▶ **Task**: Copy out the data below, all of it, exactly.

▶ **Material provided**:
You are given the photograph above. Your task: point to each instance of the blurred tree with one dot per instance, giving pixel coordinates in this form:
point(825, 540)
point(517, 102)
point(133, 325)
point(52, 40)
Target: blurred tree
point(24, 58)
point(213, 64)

▶ **Answer for the task**:
You are given the photograph above. Your task: point to each instance of the blurred tree with one dot per instance, giving pixel coordinates in this form:
point(825, 540)
point(517, 102)
point(133, 325)
point(52, 40)
Target: blurred tree
point(24, 58)
point(213, 64)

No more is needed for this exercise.